Collected data
[Start of section]
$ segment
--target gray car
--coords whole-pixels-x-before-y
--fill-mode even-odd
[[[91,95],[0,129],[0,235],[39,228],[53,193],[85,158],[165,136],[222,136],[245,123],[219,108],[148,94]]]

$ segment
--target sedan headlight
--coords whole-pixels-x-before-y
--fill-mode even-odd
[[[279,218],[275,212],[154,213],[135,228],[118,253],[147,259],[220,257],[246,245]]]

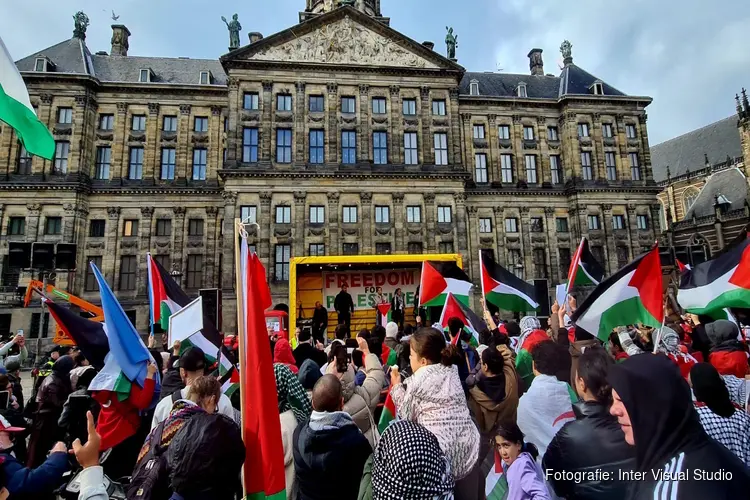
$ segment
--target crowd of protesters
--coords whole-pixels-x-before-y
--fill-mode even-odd
[[[748,348],[738,325],[687,315],[601,342],[561,326],[571,307],[555,304],[546,329],[533,316],[485,313],[478,335],[458,318],[443,329],[401,316],[403,326],[356,334],[342,322],[330,342],[321,318],[291,343],[269,329],[287,498],[746,498]],[[104,474],[127,498],[240,494],[239,398],[223,392],[200,348],[154,340],[143,386],[124,399],[91,393],[97,369],[62,346],[24,395],[24,339],[0,346],[0,498],[57,498],[71,469],[80,499],[110,498]],[[237,349],[232,337],[225,345]],[[502,481],[491,484],[492,471]]]

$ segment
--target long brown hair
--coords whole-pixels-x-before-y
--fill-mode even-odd
[[[445,336],[435,328],[420,328],[411,336],[410,343],[417,355],[425,358],[430,364],[442,363],[445,366],[451,366],[461,362],[458,347],[446,346]]]
[[[200,405],[201,401],[204,401],[211,396],[216,398],[216,404],[219,404],[221,398],[221,384],[216,377],[204,375],[198,377],[188,389],[187,399]]]

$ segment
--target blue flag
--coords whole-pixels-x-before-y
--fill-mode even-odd
[[[110,352],[117,360],[117,364],[120,365],[125,377],[143,387],[146,380],[146,367],[151,360],[151,354],[115,298],[114,293],[110,290],[104,276],[93,262],[91,262],[91,270],[99,284]]]

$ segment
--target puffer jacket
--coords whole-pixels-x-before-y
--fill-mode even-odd
[[[424,366],[395,385],[391,398],[398,418],[416,422],[437,437],[456,480],[469,475],[479,457],[479,431],[456,366]]]
[[[294,474],[294,431],[297,429],[297,418],[292,410],[279,414],[281,423],[281,443],[284,446],[284,477],[286,479],[286,498],[297,498],[297,481]]]
[[[380,389],[385,382],[385,372],[380,360],[375,354],[368,354],[364,360],[365,381],[360,387],[355,383],[356,374],[349,366],[349,370],[341,377],[341,385],[344,392],[344,411],[351,415],[354,423],[365,435],[370,446],[375,447],[374,422],[375,408],[380,402]],[[372,421],[370,416],[372,415]]]
[[[576,376],[578,375],[578,358],[581,357],[583,351],[589,347],[601,346],[602,343],[599,339],[588,339],[588,340],[576,340],[568,350],[570,351],[571,365],[570,365],[570,385],[576,385]]]
[[[542,470],[558,472],[610,472],[609,481],[562,481],[550,475],[555,493],[580,500],[624,499],[627,484],[619,481],[619,471],[635,470],[635,448],[625,442],[617,418],[609,408],[592,401],[573,405],[576,419],[558,431],[547,447]]]
[[[513,353],[504,345],[497,347],[503,355],[504,391],[503,398],[497,401],[492,397],[492,378],[479,380],[469,390],[469,409],[479,426],[482,435],[489,434],[495,425],[500,422],[515,422],[516,409],[518,408],[518,374],[516,373]],[[501,379],[503,377],[497,377]]]

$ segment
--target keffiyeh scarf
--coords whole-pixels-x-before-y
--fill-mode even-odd
[[[312,404],[307,397],[307,392],[288,366],[274,363],[273,374],[276,376],[279,414],[292,410],[297,423],[302,424],[310,418],[312,413]]]
[[[453,498],[453,474],[437,438],[421,425],[401,420],[388,427],[372,455],[375,500]]]

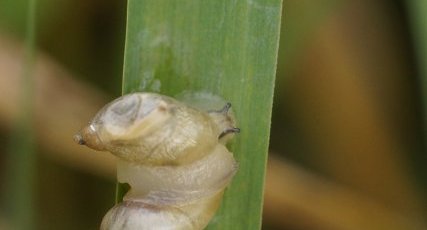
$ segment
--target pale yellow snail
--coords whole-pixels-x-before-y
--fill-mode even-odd
[[[206,227],[237,170],[225,147],[239,131],[229,109],[204,111],[154,93],[102,108],[74,138],[116,155],[118,181],[131,188],[101,229]]]

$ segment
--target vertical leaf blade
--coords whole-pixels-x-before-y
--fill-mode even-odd
[[[15,229],[33,229],[35,226],[35,172],[36,153],[33,124],[33,72],[35,69],[36,51],[36,6],[37,0],[18,2],[23,4],[15,14],[26,15],[25,23],[25,56],[21,63],[20,80],[20,113],[14,121],[10,136],[10,146],[6,157],[5,202],[8,218]],[[25,13],[26,11],[26,13]],[[21,13],[21,14],[19,14]]]
[[[259,229],[281,0],[129,0],[123,93],[219,95],[239,128],[239,171],[209,229]]]
[[[412,35],[414,40],[415,54],[417,58],[417,68],[419,74],[419,82],[421,83],[421,101],[423,103],[423,114],[424,117],[424,151],[427,147],[427,140],[425,137],[427,131],[427,1],[424,0],[411,0],[406,1],[410,22]],[[414,166],[418,169],[418,180],[421,185],[422,192],[427,194],[427,170],[425,169],[425,152],[419,154],[415,157]],[[424,205],[426,206],[426,200],[424,200]]]

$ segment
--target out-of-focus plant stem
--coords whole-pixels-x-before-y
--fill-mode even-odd
[[[32,129],[35,62],[36,0],[27,1],[25,59],[22,63],[20,112],[14,120],[4,194],[14,229],[33,229],[35,222],[35,151]]]

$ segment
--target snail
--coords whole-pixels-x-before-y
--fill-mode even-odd
[[[74,136],[117,156],[117,179],[130,185],[101,230],[205,228],[238,168],[225,146],[240,131],[230,107],[205,111],[155,93],[104,106]]]

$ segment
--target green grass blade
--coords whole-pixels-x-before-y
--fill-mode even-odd
[[[417,56],[418,73],[421,83],[423,117],[424,117],[424,151],[427,148],[427,1],[411,0],[406,1],[408,13],[411,20],[411,29],[414,39],[415,53]],[[427,170],[425,168],[425,152],[419,153],[414,158],[414,166],[417,169],[420,188],[424,194],[427,194]],[[427,200],[424,199],[424,205],[427,206]]]
[[[240,168],[209,229],[259,229],[281,0],[129,0],[123,93],[230,101]]]
[[[20,116],[11,135],[7,156],[7,178],[3,199],[14,229],[34,229],[35,151],[32,130],[33,71],[35,57],[36,0],[27,0],[25,59],[21,80]],[[18,13],[19,12],[15,12]],[[25,14],[26,13],[26,14]]]
[[[411,16],[418,68],[422,79],[424,107],[427,108],[427,65],[425,63],[427,59],[427,1],[411,0],[407,2],[407,5]]]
[End of section]
Instructions for the task:
Leave every picture out and output the records exactly.

Exercise solution:
$ segment
--target gray car
--coords whole-pixels-x-before-y
--fill-mode even-odd
[[[91,95],[0,129],[0,235],[39,228],[53,193],[85,158],[165,136],[222,136],[245,123],[219,108],[148,94]]]

$ segment
--target sedan headlight
--coords whole-pixels-x-before-y
--fill-mode even-odd
[[[279,218],[275,212],[154,213],[135,228],[118,253],[147,259],[220,257],[246,245]]]

$ segment
--target crowd of protesters
--coords whole-pixels-x-before-y
--fill-mode even-odd
[[[748,348],[738,325],[687,315],[601,342],[561,326],[571,307],[555,304],[546,329],[533,316],[485,313],[478,335],[458,318],[443,329],[401,316],[403,326],[356,334],[342,322],[330,342],[321,318],[291,343],[269,329],[287,498],[746,498]],[[104,474],[127,498],[240,494],[239,398],[223,392],[200,348],[154,340],[143,386],[124,399],[91,393],[97,369],[62,346],[24,395],[24,339],[0,346],[0,498],[57,498],[71,469],[80,499],[110,498]],[[237,349],[232,337],[225,345]],[[502,481],[491,484],[492,471]]]

$ segment
--target long brown hair
--coords whole-pixels-x-before-y
--fill-mode even-odd
[[[445,336],[435,328],[420,328],[411,336],[410,343],[417,355],[425,358],[430,364],[442,363],[445,366],[451,366],[461,362],[458,347],[446,346]]]
[[[200,405],[201,401],[204,401],[211,396],[216,398],[216,404],[219,404],[221,398],[221,384],[216,377],[204,375],[198,377],[188,389],[187,399]]]

$ segment
--target blue flag
--coords whole-pixels-x-before-y
--fill-mode even-odd
[[[110,352],[117,360],[117,364],[120,365],[125,377],[143,387],[146,380],[146,367],[151,360],[151,354],[115,298],[114,293],[110,290],[104,276],[93,262],[91,262],[91,270],[99,284]]]

$ segment
--target puffer jacket
--coords whole-pixels-x-before-y
--fill-mode even-odd
[[[424,366],[395,385],[391,398],[398,418],[416,422],[437,437],[456,480],[469,475],[479,457],[479,431],[456,366]]]
[[[294,474],[294,431],[297,429],[297,418],[292,410],[279,414],[281,423],[281,443],[284,446],[284,477],[286,479],[286,498],[297,498],[297,481]]]
[[[380,389],[385,382],[385,372],[380,360],[375,354],[368,354],[364,360],[365,381],[360,387],[355,383],[356,374],[349,366],[349,370],[341,377],[341,385],[344,392],[344,411],[351,415],[354,423],[365,435],[370,446],[375,447],[374,422],[375,408],[380,402]],[[372,421],[370,416],[372,415]]]
[[[576,376],[578,375],[578,358],[581,357],[583,351],[589,347],[601,346],[602,343],[599,339],[588,339],[588,340],[576,340],[568,350],[570,351],[571,365],[570,365],[570,385],[576,385]]]
[[[542,470],[558,472],[610,472],[609,481],[562,481],[550,475],[555,493],[580,500],[624,499],[627,484],[619,481],[619,471],[635,470],[635,448],[625,442],[617,418],[609,408],[592,401],[573,405],[576,419],[558,431],[547,447]]]
[[[513,353],[504,345],[497,347],[503,355],[504,391],[503,398],[497,401],[492,397],[492,378],[479,380],[469,390],[469,409],[479,426],[482,435],[489,434],[495,425],[500,422],[515,422],[516,409],[518,408],[518,374],[516,373]],[[501,379],[503,377],[497,377]]]

$ segment
--target keffiyeh scarf
--coords whole-pixels-x-before-y
--fill-mode even-odd
[[[312,404],[307,397],[307,392],[288,366],[274,363],[273,374],[276,376],[279,414],[292,410],[297,423],[302,424],[310,418],[312,413]]]
[[[453,498],[453,474],[437,438],[421,425],[401,420],[388,427],[372,455],[375,500]]]

$ segment
--target pale yellow snail
--coords whole-pixels-x-before-y
--fill-mode even-odd
[[[206,227],[237,170],[225,147],[239,131],[229,109],[204,111],[154,93],[102,108],[74,138],[116,155],[118,181],[131,188],[101,229]]]

$ segment
--target vertical leaf blade
--coords whole-pixels-x-before-y
--fill-mode even-odd
[[[15,229],[33,229],[35,226],[35,172],[36,153],[33,124],[33,72],[35,69],[36,51],[36,6],[37,0],[18,2],[23,4],[15,14],[26,15],[25,23],[25,56],[21,63],[20,80],[20,113],[14,121],[10,136],[10,146],[6,157],[5,202],[8,218]],[[25,13],[26,11],[26,13]],[[21,13],[21,14],[19,14]]]
[[[259,229],[281,0],[129,0],[123,93],[219,95],[239,128],[239,171],[209,229]]]
[[[412,35],[414,40],[415,54],[417,58],[417,68],[419,74],[419,82],[421,83],[421,101],[423,103],[423,114],[424,117],[424,151],[427,147],[427,140],[425,137],[427,131],[427,1],[424,0],[411,0],[406,1],[410,22]],[[414,166],[418,169],[418,180],[421,185],[422,192],[427,194],[427,170],[425,169],[425,152],[419,154],[415,157]],[[424,205],[426,206],[426,200],[424,200]]]

$ segment
--target out-of-focus plant stem
--coords whole-pixels-x-before-y
--fill-mode even-odd
[[[32,129],[35,62],[36,0],[27,1],[25,59],[22,63],[20,112],[14,120],[4,194],[14,229],[33,229],[35,222],[35,151]]]

$ segment
--target snail
--coords whole-pixels-x-before-y
--fill-mode even-odd
[[[74,136],[117,156],[117,179],[130,185],[101,230],[205,228],[238,168],[225,146],[240,131],[230,107],[205,111],[155,93],[104,106]]]

$ segment
--target green grass blade
--coords whole-pixels-x-before-y
--fill-mode even-odd
[[[417,56],[418,73],[421,83],[423,117],[424,117],[424,151],[427,148],[427,1],[411,0],[406,1],[408,13],[411,20],[411,29],[414,39],[415,53]],[[427,170],[425,168],[425,152],[419,153],[414,158],[414,166],[417,169],[420,188],[424,194],[427,194]],[[427,200],[424,199],[424,205],[427,206]]]
[[[240,168],[209,229],[259,229],[281,0],[129,0],[123,93],[230,101]]]
[[[20,116],[11,135],[7,156],[7,178],[3,199],[14,229],[34,229],[35,151],[32,130],[33,71],[35,57],[36,0],[27,0],[25,59],[21,80]],[[18,13],[19,12],[15,12]],[[25,14],[26,13],[26,14]]]
[[[411,16],[418,68],[422,79],[424,107],[427,108],[427,65],[425,63],[427,59],[427,1],[411,0],[407,2],[407,5]]]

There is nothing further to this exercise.